*LA CONSIGNE*
Réécrivez sous forme de liste JSON de chaînes, à raison d'une chaîne par ligne et sans les lignes vides, le passage du matériel qui part de son début et se termine à la ligne contenant « positive clicks: (342, 145) », celle-ci comprise.

*MATÉRIEL FOURNI*

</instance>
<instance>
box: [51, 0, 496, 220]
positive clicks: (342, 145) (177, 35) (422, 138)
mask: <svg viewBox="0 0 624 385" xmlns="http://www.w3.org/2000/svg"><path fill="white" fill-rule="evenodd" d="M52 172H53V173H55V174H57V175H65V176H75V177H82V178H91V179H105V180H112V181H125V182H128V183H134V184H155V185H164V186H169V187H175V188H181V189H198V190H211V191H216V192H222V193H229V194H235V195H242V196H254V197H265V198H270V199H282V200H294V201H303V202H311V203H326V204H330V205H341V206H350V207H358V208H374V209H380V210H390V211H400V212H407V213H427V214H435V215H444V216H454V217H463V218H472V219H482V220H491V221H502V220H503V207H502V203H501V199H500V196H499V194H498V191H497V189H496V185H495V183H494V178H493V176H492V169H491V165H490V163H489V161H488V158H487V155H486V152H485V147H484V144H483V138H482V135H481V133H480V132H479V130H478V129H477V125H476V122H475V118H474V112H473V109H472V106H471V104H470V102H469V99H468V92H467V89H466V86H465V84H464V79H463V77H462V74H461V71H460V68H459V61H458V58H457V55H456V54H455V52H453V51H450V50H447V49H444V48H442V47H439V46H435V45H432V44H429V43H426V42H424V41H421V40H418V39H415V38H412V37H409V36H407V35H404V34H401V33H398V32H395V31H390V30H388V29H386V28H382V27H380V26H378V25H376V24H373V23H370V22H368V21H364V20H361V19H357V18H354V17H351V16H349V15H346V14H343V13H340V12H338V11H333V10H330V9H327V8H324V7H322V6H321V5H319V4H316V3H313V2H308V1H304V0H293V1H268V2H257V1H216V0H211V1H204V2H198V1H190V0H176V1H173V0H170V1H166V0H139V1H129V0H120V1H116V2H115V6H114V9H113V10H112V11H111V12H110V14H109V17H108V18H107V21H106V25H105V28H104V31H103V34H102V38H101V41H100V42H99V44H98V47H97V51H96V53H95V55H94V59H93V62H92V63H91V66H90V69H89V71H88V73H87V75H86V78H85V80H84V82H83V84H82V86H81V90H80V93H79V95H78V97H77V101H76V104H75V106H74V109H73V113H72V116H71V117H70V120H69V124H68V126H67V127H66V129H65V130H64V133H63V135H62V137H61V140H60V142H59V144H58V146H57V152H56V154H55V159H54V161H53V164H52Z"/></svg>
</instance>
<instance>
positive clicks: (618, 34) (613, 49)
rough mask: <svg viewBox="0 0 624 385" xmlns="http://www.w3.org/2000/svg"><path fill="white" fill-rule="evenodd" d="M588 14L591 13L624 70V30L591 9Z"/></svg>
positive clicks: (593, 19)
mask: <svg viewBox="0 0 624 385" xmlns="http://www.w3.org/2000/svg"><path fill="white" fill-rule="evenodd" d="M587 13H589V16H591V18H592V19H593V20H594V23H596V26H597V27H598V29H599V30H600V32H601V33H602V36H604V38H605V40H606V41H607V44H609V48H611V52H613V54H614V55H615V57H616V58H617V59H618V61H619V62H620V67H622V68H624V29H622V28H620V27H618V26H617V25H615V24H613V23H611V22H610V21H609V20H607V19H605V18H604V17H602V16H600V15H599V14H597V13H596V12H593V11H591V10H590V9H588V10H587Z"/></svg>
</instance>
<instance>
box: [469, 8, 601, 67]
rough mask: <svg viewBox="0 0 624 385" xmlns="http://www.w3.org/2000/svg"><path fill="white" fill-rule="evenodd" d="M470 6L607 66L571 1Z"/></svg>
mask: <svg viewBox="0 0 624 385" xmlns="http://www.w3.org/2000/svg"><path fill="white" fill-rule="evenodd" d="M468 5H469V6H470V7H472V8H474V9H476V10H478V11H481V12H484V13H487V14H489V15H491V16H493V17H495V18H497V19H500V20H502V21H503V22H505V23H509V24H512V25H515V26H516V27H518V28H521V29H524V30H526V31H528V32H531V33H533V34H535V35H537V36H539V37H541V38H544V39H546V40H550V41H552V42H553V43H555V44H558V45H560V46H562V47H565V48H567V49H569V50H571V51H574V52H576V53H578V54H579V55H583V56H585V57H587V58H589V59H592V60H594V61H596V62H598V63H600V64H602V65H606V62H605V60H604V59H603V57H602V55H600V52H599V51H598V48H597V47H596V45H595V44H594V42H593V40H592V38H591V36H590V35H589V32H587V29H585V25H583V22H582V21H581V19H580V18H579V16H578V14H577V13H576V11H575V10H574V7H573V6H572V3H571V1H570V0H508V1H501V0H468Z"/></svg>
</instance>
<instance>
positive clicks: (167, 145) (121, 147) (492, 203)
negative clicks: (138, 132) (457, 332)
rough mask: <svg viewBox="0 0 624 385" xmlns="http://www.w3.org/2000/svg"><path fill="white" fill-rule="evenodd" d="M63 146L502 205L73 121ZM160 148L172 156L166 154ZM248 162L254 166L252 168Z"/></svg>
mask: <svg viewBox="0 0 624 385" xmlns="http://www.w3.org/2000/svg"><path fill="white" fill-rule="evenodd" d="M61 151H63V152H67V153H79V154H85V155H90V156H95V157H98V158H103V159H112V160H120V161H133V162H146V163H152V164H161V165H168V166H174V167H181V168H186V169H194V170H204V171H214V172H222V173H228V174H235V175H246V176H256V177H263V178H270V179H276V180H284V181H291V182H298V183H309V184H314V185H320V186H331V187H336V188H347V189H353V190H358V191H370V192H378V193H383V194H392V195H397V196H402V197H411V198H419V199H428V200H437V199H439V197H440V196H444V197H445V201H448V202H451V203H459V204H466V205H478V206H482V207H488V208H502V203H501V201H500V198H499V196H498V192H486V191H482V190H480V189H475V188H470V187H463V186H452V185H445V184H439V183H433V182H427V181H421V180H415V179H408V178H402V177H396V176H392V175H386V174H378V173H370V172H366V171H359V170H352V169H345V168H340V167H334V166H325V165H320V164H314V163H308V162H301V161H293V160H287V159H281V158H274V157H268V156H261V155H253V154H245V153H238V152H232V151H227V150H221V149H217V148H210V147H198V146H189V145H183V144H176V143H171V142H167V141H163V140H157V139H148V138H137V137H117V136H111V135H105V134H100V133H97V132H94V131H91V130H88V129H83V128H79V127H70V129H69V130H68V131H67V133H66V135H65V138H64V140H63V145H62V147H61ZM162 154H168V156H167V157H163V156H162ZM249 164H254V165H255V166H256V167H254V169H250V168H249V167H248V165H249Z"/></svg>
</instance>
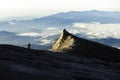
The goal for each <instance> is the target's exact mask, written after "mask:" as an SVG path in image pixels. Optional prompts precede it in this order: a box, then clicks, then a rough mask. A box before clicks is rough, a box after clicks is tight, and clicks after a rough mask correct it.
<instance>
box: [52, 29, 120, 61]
mask: <svg viewBox="0 0 120 80" xmlns="http://www.w3.org/2000/svg"><path fill="white" fill-rule="evenodd" d="M52 51H55V52H62V53H72V54H77V55H79V56H84V57H91V58H96V59H102V60H105V61H113V62H120V59H119V58H120V50H119V49H116V48H113V47H110V46H107V45H104V44H100V43H97V42H93V41H90V40H86V39H83V38H79V37H77V36H74V35H72V34H71V33H69V32H68V31H66V30H65V29H64V30H63V31H62V33H61V34H60V36H59V38H58V39H56V41H55V42H54V43H53V45H52Z"/></svg>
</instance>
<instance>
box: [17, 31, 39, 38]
mask: <svg viewBox="0 0 120 80" xmlns="http://www.w3.org/2000/svg"><path fill="white" fill-rule="evenodd" d="M16 35H18V36H29V37H38V36H40V34H39V33H35V32H31V33H20V34H16Z"/></svg>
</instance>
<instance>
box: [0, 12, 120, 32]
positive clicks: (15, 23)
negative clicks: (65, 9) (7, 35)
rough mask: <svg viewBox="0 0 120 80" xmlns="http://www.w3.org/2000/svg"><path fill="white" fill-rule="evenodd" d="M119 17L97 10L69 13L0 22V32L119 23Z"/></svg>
mask: <svg viewBox="0 0 120 80" xmlns="http://www.w3.org/2000/svg"><path fill="white" fill-rule="evenodd" d="M119 16H120V12H109V11H97V10H93V11H82V12H77V11H71V12H65V13H57V14H54V15H50V16H46V17H42V18H35V19H32V20H9V21H4V22H0V30H7V31H12V32H31V31H32V32H37V31H40V30H41V29H45V28H46V27H65V26H69V25H72V24H73V23H91V22H100V23H103V24H106V23H107V24H108V23H120V17H119ZM19 27H20V28H19ZM18 28H19V29H18Z"/></svg>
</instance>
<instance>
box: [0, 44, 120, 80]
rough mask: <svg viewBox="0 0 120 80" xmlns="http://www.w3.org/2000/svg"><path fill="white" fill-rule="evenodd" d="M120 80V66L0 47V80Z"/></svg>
mask: <svg viewBox="0 0 120 80" xmlns="http://www.w3.org/2000/svg"><path fill="white" fill-rule="evenodd" d="M56 79H57V80H120V64H118V63H110V62H105V61H102V60H99V59H91V58H85V57H80V56H76V55H71V54H68V53H65V54H61V53H56V52H50V51H44V50H32V49H31V50H30V49H25V48H22V47H17V46H11V45H0V80H56Z"/></svg>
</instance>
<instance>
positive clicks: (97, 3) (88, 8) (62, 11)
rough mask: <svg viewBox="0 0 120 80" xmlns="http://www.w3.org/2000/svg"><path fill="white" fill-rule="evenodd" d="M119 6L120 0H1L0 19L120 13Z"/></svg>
mask: <svg viewBox="0 0 120 80" xmlns="http://www.w3.org/2000/svg"><path fill="white" fill-rule="evenodd" d="M119 4H120V0H0V15H1V16H0V19H4V18H10V17H24V16H46V15H49V14H53V13H57V12H64V11H65V12H66V11H84V10H110V11H116V10H117V11H120V5H119Z"/></svg>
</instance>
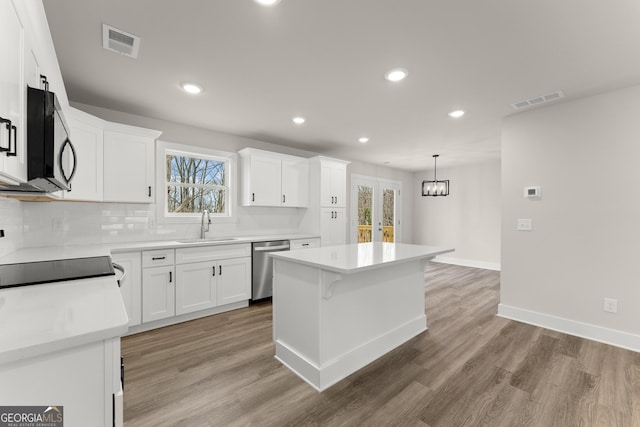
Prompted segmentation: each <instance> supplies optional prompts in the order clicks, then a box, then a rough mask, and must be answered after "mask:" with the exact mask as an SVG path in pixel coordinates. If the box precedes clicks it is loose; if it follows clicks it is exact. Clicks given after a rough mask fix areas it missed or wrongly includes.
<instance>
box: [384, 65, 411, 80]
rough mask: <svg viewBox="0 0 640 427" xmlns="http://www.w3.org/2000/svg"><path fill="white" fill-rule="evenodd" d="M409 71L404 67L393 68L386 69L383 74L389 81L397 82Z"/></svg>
mask: <svg viewBox="0 0 640 427" xmlns="http://www.w3.org/2000/svg"><path fill="white" fill-rule="evenodd" d="M408 74H409V72H408V71H407V70H405V69H404V68H394V69H393V70H390V71H387V74H385V75H384V78H385V79H387V80H389V81H390V82H399V81H400V80H403V79H404V78H405V77H407V75H408Z"/></svg>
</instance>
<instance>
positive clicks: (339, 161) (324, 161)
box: [320, 159, 347, 208]
mask: <svg viewBox="0 0 640 427" xmlns="http://www.w3.org/2000/svg"><path fill="white" fill-rule="evenodd" d="M320 167H321V168H322V171H321V173H320V176H321V178H320V205H321V206H326V207H340V208H344V207H346V198H347V163H346V162H342V161H336V160H333V159H332V160H326V159H322V160H320Z"/></svg>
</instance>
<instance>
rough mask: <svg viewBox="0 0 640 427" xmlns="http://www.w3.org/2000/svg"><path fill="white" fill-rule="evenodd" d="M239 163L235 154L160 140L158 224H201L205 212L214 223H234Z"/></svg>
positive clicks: (158, 191)
mask: <svg viewBox="0 0 640 427" xmlns="http://www.w3.org/2000/svg"><path fill="white" fill-rule="evenodd" d="M236 163H237V161H236V154H235V153H229V152H224V151H218V150H212V149H208V148H204V147H196V146H190V145H182V144H176V143H171V142H166V141H158V142H157V150H156V171H157V172H156V173H157V175H156V180H157V188H158V189H159V191H158V194H157V195H156V198H157V199H156V201H157V208H156V211H157V218H158V223H182V224H193V223H199V222H200V220H201V215H202V212H203V211H204V210H207V211H208V212H209V215H210V217H211V220H212V221H213V223H214V224H215V223H228V222H234V221H235V220H234V218H233V214H234V212H233V207H234V206H235V204H236V203H235V201H236V189H235V186H236V175H235V167H236ZM200 240H201V239H193V240H192V241H193V242H196V241H200ZM205 240H207V239H205ZM192 241H189V242H185V243H191V242H192ZM181 243H182V242H181Z"/></svg>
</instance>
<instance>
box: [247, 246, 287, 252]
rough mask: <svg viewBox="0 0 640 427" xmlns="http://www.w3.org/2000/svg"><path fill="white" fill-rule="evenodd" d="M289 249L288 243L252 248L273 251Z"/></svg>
mask: <svg viewBox="0 0 640 427" xmlns="http://www.w3.org/2000/svg"><path fill="white" fill-rule="evenodd" d="M288 249H289V245H280V246H263V247H256V248H253V250H254V251H255V252H275V251H286V250H288Z"/></svg>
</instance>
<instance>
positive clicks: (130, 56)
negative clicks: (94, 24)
mask: <svg viewBox="0 0 640 427" xmlns="http://www.w3.org/2000/svg"><path fill="white" fill-rule="evenodd" d="M102 47H103V48H105V49H107V50H111V51H113V52H118V53H120V54H122V55H125V56H129V57H131V58H137V57H138V49H139V48H140V37H138V36H134V35H133V34H129V33H127V32H126V31H122V30H118V29H117V28H113V27H112V26H110V25H107V24H102Z"/></svg>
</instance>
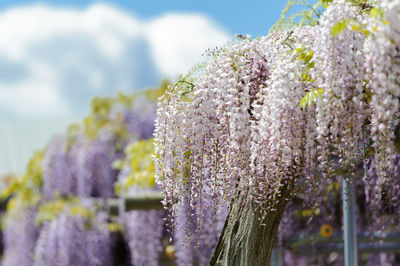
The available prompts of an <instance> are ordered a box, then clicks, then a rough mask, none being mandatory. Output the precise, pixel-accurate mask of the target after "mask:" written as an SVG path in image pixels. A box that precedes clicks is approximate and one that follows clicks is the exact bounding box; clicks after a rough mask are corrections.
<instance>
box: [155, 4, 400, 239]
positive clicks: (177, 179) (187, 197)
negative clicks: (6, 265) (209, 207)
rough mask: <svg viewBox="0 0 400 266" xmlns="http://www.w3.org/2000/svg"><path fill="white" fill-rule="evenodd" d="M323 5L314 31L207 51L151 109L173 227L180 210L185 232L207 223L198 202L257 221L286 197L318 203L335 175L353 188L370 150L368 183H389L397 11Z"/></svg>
mask: <svg viewBox="0 0 400 266" xmlns="http://www.w3.org/2000/svg"><path fill="white" fill-rule="evenodd" d="M329 2H330V3H329V4H328V3H327V8H326V10H325V12H324V13H323V14H322V15H321V17H320V18H319V19H318V22H317V23H315V25H312V26H311V25H310V26H304V25H303V26H302V25H300V26H298V27H295V28H292V29H289V30H284V31H276V32H272V33H270V34H269V35H268V36H266V37H262V38H259V39H256V40H250V39H244V40H240V41H238V42H234V43H231V44H229V45H227V46H226V47H223V48H221V49H218V50H216V51H213V52H212V53H211V55H212V56H213V58H212V59H211V60H210V61H209V63H208V64H207V65H206V66H205V67H204V68H203V69H201V71H198V72H195V73H190V74H189V75H188V76H186V77H184V78H182V79H181V80H180V81H178V82H177V83H176V84H174V85H173V86H170V88H169V90H168V91H167V93H166V95H165V96H164V97H162V98H161V99H160V102H159V108H158V111H157V120H156V129H155V151H156V152H155V156H154V161H155V164H156V173H157V175H156V178H157V184H158V185H159V186H160V187H161V188H162V189H163V190H164V193H165V201H164V204H165V206H166V207H167V208H169V209H170V210H171V213H172V217H171V222H172V223H173V224H174V223H176V221H177V219H179V217H180V216H182V214H181V213H178V210H179V206H181V204H183V205H186V204H188V206H190V208H189V209H190V210H192V209H193V210H194V212H195V213H194V214H191V213H190V212H189V213H190V215H191V219H189V220H188V221H189V222H188V223H189V225H190V224H191V223H193V221H191V220H193V219H196V220H197V222H200V221H201V220H202V219H205V218H204V217H205V215H204V213H203V211H202V209H203V208H204V202H203V198H204V197H208V198H210V199H211V201H210V203H209V204H208V206H212V207H213V208H216V209H221V206H224V205H225V206H226V204H229V202H230V200H231V199H232V197H233V195H235V199H238V198H239V200H252V201H254V202H256V203H257V206H258V207H259V208H260V209H261V210H262V212H263V213H264V215H267V213H268V212H270V211H274V210H275V205H276V204H277V202H278V201H282V200H283V201H287V200H289V199H290V198H291V196H292V195H293V192H295V191H296V188H302V187H306V190H312V192H313V193H312V194H314V195H315V196H316V198H320V197H319V193H320V191H319V186H320V185H321V182H325V181H326V180H329V179H328V177H333V176H335V175H336V173H337V172H339V170H338V168H341V173H346V174H347V176H348V178H355V176H352V175H351V174H349V173H352V172H355V170H356V169H357V168H358V167H359V165H360V163H362V161H363V159H365V158H366V157H368V156H369V154H370V151H373V150H375V151H374V152H375V154H376V159H375V160H376V162H377V165H378V167H377V169H378V176H379V178H378V180H383V179H384V175H383V174H381V171H380V169H384V170H385V171H386V172H387V173H392V172H390V171H387V170H388V169H391V168H390V167H389V165H392V163H391V162H389V163H386V161H387V160H386V158H391V157H390V156H388V155H391V154H393V152H394V146H393V143H392V141H393V139H394V133H393V132H394V128H395V127H396V125H397V121H396V117H398V99H397V97H398V96H399V95H398V91H400V83H399V77H400V75H399V69H400V64H399V61H398V57H399V50H400V48H399V47H400V46H399V45H400V39H399V36H400V35H399V31H398V29H397V28H396V26H397V25H398V23H399V22H398V19H399V17H400V4H399V2H398V1H390V0H385V1H382V4H379V5H377V6H376V7H372V6H371V7H369V6H368V7H367V8H366V7H365V6H364V4H362V5H361V4H359V5H357V4H356V3H350V2H348V1H345V0H336V1H329ZM374 14H375V15H374ZM376 14H379V16H378V15H376ZM374 25H375V26H374ZM369 27H371V29H370V28H369ZM371 143H373V144H372V146H371ZM383 162H385V163H383ZM385 164H386V166H385ZM381 166H382V167H381ZM391 176H393V174H391ZM382 184H383V183H382V181H378V182H377V184H376V185H377V186H381V187H382ZM287 191H289V192H290V193H289V194H287V193H286V192H287ZM307 194H309V193H307ZM378 200H380V199H378ZM186 216H187V215H186ZM193 217H194V218H193ZM192 218H193V219H192ZM189 228H190V226H189ZM200 228H201V226H200ZM199 233H200V234H201V229H200V232H199Z"/></svg>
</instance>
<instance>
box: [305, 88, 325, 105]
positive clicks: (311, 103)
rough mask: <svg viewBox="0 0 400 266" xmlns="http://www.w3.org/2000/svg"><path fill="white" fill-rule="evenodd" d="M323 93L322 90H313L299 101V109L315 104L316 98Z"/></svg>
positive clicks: (318, 96) (317, 97) (322, 91)
mask: <svg viewBox="0 0 400 266" xmlns="http://www.w3.org/2000/svg"><path fill="white" fill-rule="evenodd" d="M323 92H324V90H323V89H314V90H311V91H309V92H307V94H306V95H305V96H304V97H303V99H301V101H300V108H303V110H304V109H306V107H307V106H309V105H311V104H312V103H313V102H315V101H316V100H317V98H318V97H320V96H321V95H322V93H323Z"/></svg>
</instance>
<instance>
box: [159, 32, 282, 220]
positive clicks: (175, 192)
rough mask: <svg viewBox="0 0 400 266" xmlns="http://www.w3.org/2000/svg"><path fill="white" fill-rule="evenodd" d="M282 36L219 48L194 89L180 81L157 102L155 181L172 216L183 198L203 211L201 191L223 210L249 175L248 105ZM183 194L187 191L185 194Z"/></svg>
mask: <svg viewBox="0 0 400 266" xmlns="http://www.w3.org/2000/svg"><path fill="white" fill-rule="evenodd" d="M283 37H285V36H281V35H278V34H274V35H272V36H270V37H264V38H261V39H260V40H244V41H242V42H240V43H236V44H232V45H231V46H228V47H226V48H223V49H220V50H217V51H215V52H214V56H215V59H214V60H212V61H211V62H210V63H209V64H208V65H207V66H206V67H205V69H202V71H201V73H199V74H198V76H197V77H196V78H197V80H196V81H193V84H192V83H191V85H192V86H188V85H187V83H189V82H187V81H186V80H183V81H182V82H178V83H176V84H175V85H174V86H172V87H171V88H170V90H168V91H167V92H166V95H165V96H163V97H162V98H161V100H160V102H159V109H158V111H157V115H158V116H157V120H156V130H155V143H156V144H155V149H156V156H155V164H156V179H157V183H158V185H159V186H160V187H161V188H163V189H164V192H165V194H166V197H165V202H164V203H165V205H167V206H170V207H171V210H172V213H174V212H175V211H176V208H177V203H178V202H179V201H181V200H183V199H184V198H185V200H189V205H190V207H191V208H192V209H196V210H199V212H201V209H202V205H203V202H202V200H201V199H202V198H203V196H202V193H209V194H210V195H209V196H210V199H211V202H210V204H212V205H213V206H220V207H222V205H224V204H226V203H228V202H229V200H230V198H231V197H232V194H233V191H234V188H235V187H236V185H238V184H239V181H240V180H241V177H243V178H249V177H250V176H251V175H250V167H249V165H250V155H251V152H250V145H251V142H250V139H249V137H248V136H249V135H250V132H251V126H252V124H253V120H255V119H256V118H255V117H254V115H253V114H252V112H251V108H252V107H251V106H252V103H253V102H256V101H257V93H258V92H259V91H260V88H262V87H263V86H265V82H266V80H267V79H268V77H269V69H270V68H271V61H272V60H273V59H272V58H273V57H274V56H275V55H276V50H277V49H276V48H272V49H269V47H274V46H273V43H274V42H276V41H279V40H280V41H283ZM242 181H243V185H244V184H245V183H246V182H245V180H242ZM239 185H242V184H239ZM205 187H207V192H205V191H204V188H205ZM184 191H187V192H190V193H189V194H188V195H183V194H184V193H183V192H184ZM187 196H189V198H187ZM197 219H201V215H199V216H198V217H197Z"/></svg>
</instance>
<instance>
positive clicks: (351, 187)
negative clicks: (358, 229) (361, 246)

*VOTRE SOLUTION*
[
  "</instance>",
  "<instance>",
  "box: [51, 0, 496, 220]",
  "positive clicks: (342, 145) (177, 35) (422, 138)"
]